Sunday, July 4, 2021

The View from the Hermitage, Day 476

I can see 500 days of this blog on the horizon. That number will be passed while The Professor and I are spending a week or so away from wifi and a couple other modern conveniences that often make things less convenient. We will be at the same cabin we visited last summer while our hardwood floors were being refinished. Cell reception will come and go; last year, we were able to check email on our phones a couple times each day. I kept up with writing a daily blog post and posted all the days when we got back to civilization. The plan for this year is much the same.

It is Independence Day here in the US. Cooking out and watching fireworks are a couple of traditional activities we typically don't do. The White House is having a July 4 party at which neither masks nor vaccination will be required. It's on the honor system. Vaccinated people do not need to wear masks; unvaccinated people do. There will be some sort of testing and screening at the door. It all sounds a bit too close to what XPot used to do. I hope it does not become a spreader event and especially not a super one.

Delta continues to be a major topic in the media. The variant has now been identified in at least 98 countries. The director of the Rosalind Franklin Institute at Oxford notes, "Once Delta gets going, it will overwhelm healthcare systems very rapidly unless vaccination improves. Overwhelming health systems will lead to a disproportionate rise in deaths as oxygen runs out, healthcare professionals are knocked out, and other care halted. More thought needs to be given to whether vaccinating young children in the rich world is as important and ethically justified as vaccinating key workers and the most vulnerable in developing countries." The italics are mine; I think this question might merit discussion. I can see both sides of the issue and am glad the decision is not mine to make.

§ **Information**:
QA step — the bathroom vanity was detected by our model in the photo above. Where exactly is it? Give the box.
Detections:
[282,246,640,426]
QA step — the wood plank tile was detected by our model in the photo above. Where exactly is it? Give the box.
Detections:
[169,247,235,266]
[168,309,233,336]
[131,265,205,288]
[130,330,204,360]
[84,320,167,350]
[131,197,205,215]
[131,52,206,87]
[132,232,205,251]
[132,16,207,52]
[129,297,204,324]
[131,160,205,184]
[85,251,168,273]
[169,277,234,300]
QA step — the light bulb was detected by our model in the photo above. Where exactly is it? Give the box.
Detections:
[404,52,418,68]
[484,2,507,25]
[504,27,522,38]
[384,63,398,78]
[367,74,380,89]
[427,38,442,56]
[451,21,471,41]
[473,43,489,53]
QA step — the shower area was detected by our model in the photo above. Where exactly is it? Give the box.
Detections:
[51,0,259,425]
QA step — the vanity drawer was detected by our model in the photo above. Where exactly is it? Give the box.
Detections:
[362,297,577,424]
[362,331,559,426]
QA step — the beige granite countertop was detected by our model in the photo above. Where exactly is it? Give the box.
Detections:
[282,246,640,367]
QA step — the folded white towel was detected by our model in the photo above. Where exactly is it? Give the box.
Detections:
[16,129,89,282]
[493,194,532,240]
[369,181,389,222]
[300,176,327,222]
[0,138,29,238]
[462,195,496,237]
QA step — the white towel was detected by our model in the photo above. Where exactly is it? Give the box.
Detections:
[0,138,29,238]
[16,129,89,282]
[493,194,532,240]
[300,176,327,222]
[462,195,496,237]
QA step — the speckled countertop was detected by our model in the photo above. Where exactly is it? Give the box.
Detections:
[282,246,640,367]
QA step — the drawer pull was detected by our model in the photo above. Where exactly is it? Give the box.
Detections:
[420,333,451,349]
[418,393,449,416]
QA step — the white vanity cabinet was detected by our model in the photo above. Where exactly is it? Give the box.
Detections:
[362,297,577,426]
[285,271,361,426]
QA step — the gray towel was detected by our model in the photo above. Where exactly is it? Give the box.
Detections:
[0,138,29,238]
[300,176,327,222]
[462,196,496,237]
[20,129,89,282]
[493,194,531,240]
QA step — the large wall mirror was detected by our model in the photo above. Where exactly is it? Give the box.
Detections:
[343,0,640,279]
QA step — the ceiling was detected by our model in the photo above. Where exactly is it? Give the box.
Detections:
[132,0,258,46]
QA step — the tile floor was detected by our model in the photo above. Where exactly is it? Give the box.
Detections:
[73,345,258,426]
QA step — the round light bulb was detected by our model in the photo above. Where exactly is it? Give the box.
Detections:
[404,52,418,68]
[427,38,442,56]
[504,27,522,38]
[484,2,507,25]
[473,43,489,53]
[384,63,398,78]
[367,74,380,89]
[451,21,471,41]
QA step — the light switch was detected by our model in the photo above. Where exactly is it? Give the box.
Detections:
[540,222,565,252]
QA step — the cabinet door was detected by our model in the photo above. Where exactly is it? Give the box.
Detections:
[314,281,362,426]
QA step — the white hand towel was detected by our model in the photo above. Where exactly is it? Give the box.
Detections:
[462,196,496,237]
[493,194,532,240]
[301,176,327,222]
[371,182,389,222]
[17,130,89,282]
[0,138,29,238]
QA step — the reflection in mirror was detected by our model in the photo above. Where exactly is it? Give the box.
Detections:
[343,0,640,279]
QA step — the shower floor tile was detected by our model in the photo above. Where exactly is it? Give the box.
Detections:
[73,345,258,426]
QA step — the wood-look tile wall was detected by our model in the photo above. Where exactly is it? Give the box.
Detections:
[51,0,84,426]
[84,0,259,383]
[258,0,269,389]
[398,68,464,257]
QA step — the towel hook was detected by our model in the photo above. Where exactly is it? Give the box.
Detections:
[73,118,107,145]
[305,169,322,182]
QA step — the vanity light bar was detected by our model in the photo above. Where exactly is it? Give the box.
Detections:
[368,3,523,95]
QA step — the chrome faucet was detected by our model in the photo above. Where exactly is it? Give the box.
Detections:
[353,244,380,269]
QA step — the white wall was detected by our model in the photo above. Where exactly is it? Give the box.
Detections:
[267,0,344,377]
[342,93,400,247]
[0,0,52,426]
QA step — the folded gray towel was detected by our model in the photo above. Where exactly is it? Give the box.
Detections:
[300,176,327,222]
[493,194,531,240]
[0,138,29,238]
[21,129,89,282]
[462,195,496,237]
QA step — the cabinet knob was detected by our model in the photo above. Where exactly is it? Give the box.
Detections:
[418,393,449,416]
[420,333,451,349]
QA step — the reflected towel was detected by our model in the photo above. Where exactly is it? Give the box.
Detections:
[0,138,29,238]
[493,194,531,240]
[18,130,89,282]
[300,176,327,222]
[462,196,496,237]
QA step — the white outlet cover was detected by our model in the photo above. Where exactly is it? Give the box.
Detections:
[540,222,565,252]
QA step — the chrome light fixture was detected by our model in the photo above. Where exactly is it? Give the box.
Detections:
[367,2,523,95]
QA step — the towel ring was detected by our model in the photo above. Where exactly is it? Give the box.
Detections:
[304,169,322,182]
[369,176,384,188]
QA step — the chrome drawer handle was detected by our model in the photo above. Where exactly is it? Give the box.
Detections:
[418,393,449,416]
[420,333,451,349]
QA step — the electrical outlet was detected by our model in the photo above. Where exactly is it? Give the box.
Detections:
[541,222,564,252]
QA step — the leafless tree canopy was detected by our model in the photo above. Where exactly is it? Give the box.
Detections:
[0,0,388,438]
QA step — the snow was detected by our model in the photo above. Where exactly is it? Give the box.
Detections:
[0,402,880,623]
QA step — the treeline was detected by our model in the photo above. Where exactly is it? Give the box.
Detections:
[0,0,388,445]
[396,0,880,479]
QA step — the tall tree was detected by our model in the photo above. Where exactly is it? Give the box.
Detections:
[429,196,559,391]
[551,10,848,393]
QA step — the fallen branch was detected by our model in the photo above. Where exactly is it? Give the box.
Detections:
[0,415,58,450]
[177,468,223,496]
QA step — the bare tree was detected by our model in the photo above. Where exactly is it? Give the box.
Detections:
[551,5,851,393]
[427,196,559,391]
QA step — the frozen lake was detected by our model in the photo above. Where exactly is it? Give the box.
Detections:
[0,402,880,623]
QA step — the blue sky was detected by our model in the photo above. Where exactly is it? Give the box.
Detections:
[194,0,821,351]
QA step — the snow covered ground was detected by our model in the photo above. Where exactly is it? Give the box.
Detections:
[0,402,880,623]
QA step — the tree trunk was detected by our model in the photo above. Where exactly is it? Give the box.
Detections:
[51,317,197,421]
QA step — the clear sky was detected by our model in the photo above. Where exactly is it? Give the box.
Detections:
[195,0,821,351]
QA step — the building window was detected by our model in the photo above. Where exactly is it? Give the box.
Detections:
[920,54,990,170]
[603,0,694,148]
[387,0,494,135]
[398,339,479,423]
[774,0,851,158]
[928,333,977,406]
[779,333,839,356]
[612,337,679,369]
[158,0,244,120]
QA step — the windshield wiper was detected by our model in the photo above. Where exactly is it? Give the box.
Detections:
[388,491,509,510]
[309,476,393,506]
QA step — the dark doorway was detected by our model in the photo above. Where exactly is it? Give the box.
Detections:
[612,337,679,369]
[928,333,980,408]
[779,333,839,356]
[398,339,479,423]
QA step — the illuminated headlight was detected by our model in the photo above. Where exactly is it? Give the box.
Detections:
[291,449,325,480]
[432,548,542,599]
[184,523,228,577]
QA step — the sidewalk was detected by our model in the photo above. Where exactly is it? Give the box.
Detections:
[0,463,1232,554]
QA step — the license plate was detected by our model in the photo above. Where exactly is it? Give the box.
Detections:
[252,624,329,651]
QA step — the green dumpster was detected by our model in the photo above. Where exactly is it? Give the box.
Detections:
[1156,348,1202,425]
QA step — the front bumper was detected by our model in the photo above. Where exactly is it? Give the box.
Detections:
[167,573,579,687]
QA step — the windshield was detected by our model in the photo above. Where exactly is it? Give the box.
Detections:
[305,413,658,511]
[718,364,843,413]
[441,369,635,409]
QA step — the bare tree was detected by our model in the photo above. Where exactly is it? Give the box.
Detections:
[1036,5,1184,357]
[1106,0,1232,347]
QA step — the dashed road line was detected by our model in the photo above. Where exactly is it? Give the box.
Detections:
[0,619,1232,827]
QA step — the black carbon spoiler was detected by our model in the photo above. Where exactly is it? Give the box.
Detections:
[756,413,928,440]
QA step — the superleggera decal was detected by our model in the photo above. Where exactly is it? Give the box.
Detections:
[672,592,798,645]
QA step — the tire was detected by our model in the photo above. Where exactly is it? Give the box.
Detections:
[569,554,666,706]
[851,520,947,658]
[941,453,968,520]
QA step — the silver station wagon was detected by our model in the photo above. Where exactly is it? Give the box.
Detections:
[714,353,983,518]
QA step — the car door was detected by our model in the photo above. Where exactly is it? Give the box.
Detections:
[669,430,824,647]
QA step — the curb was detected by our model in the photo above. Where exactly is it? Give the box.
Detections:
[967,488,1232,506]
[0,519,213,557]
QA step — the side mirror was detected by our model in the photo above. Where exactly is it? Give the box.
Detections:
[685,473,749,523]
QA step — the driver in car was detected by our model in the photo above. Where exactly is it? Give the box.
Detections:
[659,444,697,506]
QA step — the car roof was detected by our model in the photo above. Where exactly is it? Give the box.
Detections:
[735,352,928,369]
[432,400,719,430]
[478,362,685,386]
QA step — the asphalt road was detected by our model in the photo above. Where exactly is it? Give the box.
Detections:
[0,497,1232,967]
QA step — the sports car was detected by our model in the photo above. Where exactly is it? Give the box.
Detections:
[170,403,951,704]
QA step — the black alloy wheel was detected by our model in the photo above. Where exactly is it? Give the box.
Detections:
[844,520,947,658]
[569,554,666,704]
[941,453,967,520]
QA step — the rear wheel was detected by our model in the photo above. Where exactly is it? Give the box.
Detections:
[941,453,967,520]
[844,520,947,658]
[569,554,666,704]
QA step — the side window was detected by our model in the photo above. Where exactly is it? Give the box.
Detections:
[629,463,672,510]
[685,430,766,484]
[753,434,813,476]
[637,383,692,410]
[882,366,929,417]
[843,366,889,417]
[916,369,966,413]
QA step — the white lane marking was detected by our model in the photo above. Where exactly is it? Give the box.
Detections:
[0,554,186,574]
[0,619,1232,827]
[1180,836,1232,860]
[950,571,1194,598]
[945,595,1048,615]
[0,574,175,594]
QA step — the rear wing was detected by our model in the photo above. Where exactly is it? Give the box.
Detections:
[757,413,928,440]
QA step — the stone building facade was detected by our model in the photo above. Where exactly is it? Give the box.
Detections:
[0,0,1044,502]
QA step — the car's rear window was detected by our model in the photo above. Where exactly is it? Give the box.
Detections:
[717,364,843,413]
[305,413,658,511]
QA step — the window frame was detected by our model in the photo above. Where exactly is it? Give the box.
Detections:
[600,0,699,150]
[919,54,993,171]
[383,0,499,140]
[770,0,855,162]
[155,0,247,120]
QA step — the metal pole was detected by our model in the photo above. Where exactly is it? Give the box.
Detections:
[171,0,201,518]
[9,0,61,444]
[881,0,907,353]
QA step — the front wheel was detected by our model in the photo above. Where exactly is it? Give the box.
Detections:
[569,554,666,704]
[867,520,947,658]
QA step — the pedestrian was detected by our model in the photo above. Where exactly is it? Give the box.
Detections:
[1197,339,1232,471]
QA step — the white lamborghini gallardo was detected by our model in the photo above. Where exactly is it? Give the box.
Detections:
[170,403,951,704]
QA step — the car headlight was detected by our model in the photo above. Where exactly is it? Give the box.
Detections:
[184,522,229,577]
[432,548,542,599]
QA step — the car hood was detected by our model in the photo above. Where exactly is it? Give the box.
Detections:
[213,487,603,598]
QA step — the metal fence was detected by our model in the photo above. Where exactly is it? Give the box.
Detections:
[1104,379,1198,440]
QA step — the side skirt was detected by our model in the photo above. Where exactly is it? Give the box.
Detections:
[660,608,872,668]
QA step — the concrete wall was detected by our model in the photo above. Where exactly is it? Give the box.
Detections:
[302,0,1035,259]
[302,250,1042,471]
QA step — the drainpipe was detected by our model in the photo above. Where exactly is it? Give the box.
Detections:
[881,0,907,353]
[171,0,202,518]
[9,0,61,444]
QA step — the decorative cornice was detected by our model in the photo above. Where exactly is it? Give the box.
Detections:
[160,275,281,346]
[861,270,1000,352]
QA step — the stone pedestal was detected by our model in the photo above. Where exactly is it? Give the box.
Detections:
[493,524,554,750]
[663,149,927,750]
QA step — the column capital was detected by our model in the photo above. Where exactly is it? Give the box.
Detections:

§ **Tasks to carry out**:
**a.** Copy the blog post word for word, beginning at the words "The View from" and stopping after "much the same.".
**b.** Summarize the blog post in two sentences.
**c.** Extend the blog post past its last sentence.
The rows are separate material from the blog post.

§ **Results by task**:
**a.**
The View from the Hermitage, Day 476

I can see 500 days of this blog on the horizon. That number will be passed while The Professor and I are spending a week or so away from wifi and a couple other modern conveniences that often make things less convenient. We will be at the same cabin we visited last summer while our hardwood floors were being refinished. Cell reception will come and go; last year, we were able to check email on our phones a couple times each day. I kept up with writing a daily blog post and posted all the days when we got back to civilization. The plan for this year is much the same.

**b.** With 500 days of the blog approaching, the writer and The Professor plan to spend a week or so at the same cabin as last summer, where cell reception comes and goes, and the writer intends to keep writing daily posts and publish them afterward. On Independence Day, the writer hopes the White House's July 4 party, which runs on the honor system for masks, does not become a spreader event, and notes that the Delta variant, now found in at least 98 countries, could overwhelm healthcare systems unless vaccination improves.

**c.**
The WHO director general would like to see at least 10 percent of people in all countries vaccinated by the end of September and at least 70 percent of people in every country vaccinated by July 2022. I;m afraid I don't see that happening. The group leader of the RNA virus replication laboratory at the Francis Crick Institute observes, "We need everyone vaccinated now. We are not all protected until the whole world is protected. It can come across as idealism, but it's not--there's a cold-hearted, self-interested motivation behind all of it." In other words, none of us is safe until all of us are safe.

Six emergency workers at the Surfside condo collapse in Florida have tested positive for covid. Thanks to contact tracing, 424 members of other teams have been tested. New cases in Florida have risen by 55 percent in the past two weeks. Across the state, 56 percent of people are fully vaccinated, 

Indian police are investigating whether thousands of people in Mumbai were injected with salt water rather than vaccine. The scam involved medical personnel and went on at nearly a dozen vaccination sites over the last two months. Whoa! The scam came to light when some people who thought they'd been vaccinated could not find themselves listed in a national vaccination database. Can you imagine how they likely felt when they realized that they might not have been vaccinated? Unlike the free vaccinations here, the vaccinations there had a monetary cost that I don't imagine will be recovered and refunded to those people who now must get vaccinated with vaccine not saline. 

Remember all the states starting lotteries to entice people to get vaccinated? Ohio, the first state to start such a program, has ended theirs. There was an early jump in the number of vaccinations but it soon evaporated. Arkansas is also ending their program saying that it is "no longer getting the results that we want." There are still some state programs operating. In Massachusetts, the 73 percent of adults who are fully vaccinated can enroll to win one of five $1 million prizes. Residents between the ages of 12 and 17 have a chance at one of five $300,000 scholarships after they are fully vaccinated. Over 60 percent have gotten their first shot. Residents in Michigan only need to be partially vaccinated to enter for cash prizes for adults and scholarships for the younger set. Maine will award a prize of $1.00 for every person vaccinated by July 4; the prize will be in the neighborhood of $900,000. There are also prizes and incentives other than cash being offered. In Alabama, Talladega Superspeedway offered a chance to drive your own car or truck on the track. Delaware offered free tolls within the state. Indiana gave out Girl Scout cookies. New Jersey has offered dinner at the governor's mansion. Companies are also offering prizes. How about free travel around the world for a year on United Airlines, or $1 million and free groceries for a year from Kroger?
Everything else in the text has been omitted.